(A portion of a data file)
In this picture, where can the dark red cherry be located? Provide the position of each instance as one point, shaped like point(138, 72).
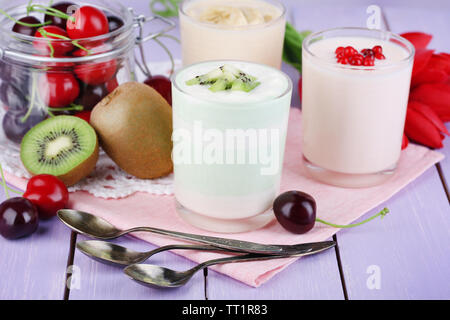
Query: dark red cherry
point(18, 218)
point(28, 31)
point(161, 84)
point(66, 7)
point(114, 23)
point(91, 95)
point(295, 211)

EXERCISE DIRECTIONS:
Render the data above as a numbered list, one line per item, omitting blank lines and excluding the pictures.

CORRECT RESULT:
1. In this picture, where can the dark red cherry be located? Provide the position of each instance as one point, shaped like point(138, 72).
2. Query: dark red cherry
3. point(18, 218)
4. point(28, 31)
5. point(161, 84)
6. point(66, 7)
7. point(114, 23)
8. point(91, 95)
9. point(295, 211)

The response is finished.